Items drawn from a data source
----
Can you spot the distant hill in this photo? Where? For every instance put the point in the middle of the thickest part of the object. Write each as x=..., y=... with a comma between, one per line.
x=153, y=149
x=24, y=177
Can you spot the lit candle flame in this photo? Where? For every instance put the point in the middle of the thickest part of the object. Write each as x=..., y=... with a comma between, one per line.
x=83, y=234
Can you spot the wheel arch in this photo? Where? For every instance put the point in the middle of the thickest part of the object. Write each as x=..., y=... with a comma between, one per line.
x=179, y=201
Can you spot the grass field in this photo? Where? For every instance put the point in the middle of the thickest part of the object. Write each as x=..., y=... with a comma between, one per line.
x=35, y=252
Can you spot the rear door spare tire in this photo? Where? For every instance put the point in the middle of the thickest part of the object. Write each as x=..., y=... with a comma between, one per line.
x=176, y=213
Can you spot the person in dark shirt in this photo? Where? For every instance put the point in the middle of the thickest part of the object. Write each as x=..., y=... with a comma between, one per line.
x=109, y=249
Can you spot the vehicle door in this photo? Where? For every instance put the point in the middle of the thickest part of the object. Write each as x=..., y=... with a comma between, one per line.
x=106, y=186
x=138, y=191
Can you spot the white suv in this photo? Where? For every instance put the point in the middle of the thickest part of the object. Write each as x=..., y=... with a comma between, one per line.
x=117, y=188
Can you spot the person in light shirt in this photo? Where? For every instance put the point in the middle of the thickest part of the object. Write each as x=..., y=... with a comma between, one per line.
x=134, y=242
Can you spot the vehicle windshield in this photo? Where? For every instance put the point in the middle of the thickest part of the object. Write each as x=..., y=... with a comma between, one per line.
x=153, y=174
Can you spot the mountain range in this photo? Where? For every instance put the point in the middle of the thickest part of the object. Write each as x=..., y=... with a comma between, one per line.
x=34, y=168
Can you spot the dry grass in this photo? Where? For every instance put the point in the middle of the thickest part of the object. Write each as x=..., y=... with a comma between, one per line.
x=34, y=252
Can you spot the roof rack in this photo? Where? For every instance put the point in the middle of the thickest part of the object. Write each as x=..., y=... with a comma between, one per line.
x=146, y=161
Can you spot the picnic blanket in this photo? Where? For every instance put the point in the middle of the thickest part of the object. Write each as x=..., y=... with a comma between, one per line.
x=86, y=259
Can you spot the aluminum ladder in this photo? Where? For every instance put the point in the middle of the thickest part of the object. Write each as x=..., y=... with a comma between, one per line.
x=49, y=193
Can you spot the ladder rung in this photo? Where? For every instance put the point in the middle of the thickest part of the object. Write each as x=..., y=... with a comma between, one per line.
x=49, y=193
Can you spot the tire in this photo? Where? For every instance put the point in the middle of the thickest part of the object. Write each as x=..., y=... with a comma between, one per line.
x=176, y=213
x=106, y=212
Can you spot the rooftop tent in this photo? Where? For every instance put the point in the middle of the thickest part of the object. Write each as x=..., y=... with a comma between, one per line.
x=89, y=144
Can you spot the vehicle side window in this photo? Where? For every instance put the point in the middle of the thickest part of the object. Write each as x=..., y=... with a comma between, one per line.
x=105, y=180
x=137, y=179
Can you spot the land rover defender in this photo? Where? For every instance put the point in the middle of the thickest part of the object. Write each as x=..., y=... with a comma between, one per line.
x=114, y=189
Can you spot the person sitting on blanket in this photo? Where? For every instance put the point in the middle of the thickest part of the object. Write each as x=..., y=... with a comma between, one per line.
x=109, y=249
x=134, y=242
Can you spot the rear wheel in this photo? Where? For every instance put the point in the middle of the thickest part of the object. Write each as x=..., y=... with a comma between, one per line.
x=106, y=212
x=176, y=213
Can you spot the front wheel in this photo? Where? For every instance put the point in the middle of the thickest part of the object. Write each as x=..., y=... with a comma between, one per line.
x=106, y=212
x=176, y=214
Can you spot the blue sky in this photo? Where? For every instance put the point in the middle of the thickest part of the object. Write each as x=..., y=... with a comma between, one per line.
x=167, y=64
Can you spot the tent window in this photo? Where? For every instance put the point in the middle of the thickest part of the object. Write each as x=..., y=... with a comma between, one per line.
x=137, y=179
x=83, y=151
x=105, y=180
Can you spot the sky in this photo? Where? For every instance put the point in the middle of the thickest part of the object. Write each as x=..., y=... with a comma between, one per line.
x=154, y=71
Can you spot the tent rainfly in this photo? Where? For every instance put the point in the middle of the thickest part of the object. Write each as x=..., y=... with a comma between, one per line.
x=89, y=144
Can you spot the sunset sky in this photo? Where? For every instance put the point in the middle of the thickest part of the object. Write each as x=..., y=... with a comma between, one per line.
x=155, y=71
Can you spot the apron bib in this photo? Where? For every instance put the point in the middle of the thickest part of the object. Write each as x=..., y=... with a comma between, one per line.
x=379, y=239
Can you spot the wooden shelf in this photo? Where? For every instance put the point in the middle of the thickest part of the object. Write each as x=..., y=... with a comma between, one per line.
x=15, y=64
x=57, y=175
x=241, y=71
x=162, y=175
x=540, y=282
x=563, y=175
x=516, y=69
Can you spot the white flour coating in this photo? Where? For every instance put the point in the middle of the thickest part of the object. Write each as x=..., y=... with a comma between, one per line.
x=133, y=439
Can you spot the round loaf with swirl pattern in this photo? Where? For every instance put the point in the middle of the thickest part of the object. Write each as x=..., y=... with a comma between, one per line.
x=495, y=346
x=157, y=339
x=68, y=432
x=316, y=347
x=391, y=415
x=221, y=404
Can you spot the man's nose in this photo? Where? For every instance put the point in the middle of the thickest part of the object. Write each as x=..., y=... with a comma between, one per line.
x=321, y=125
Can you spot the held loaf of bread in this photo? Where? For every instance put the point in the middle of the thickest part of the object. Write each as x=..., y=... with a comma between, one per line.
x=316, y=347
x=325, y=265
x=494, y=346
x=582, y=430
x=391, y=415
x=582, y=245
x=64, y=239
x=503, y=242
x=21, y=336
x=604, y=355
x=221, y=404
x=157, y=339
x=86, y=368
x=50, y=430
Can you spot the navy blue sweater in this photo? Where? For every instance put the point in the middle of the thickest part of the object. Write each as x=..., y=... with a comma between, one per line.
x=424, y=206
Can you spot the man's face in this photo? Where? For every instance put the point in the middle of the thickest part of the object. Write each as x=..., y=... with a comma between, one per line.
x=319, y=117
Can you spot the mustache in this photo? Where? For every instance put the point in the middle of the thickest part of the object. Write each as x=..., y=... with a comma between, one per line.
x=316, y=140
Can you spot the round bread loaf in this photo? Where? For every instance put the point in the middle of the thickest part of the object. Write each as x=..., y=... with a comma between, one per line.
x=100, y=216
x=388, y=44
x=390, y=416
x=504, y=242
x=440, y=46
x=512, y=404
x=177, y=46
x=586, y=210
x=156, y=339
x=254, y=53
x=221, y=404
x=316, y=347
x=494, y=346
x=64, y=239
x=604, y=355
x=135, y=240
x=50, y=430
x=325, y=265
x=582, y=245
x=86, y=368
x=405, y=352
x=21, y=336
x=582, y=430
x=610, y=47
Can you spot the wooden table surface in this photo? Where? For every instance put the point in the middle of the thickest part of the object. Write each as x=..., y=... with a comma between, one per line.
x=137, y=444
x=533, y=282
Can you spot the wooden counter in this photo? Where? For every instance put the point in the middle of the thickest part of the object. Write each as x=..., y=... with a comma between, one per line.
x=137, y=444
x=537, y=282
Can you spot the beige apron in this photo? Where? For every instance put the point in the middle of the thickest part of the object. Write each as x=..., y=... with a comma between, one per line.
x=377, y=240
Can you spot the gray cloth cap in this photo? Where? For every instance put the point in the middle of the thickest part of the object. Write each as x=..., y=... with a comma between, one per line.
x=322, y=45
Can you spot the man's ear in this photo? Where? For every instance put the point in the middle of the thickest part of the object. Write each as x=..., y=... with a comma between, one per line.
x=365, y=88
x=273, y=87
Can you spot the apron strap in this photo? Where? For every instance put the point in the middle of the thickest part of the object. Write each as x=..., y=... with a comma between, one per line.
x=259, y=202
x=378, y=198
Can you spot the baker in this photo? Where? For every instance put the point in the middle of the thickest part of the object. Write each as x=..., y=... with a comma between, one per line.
----
Reproduce verbatim the lines of the material from the line containing "Can you spot the beige" to the line containing "x=273, y=87", including both of those lines.

EXERCISE OUTPUT:
Can you spot the beige apron in this photo? Where? For every instance put the point in the middle of the thickest part of the object. Write each as x=..., y=... with a comma between, one per line.
x=377, y=240
Can you spot the gray cloth cap in this photo? Where? For every instance put the point in the middle of the thickest part of the object. Write each as x=..., y=... with a comma between, one per line.
x=322, y=45
Can you spot the man's ear in this photo? Where? For every instance put the point in the middle of the thickest part of the object. Write each as x=..., y=... with a comma between, one per line.
x=365, y=88
x=273, y=87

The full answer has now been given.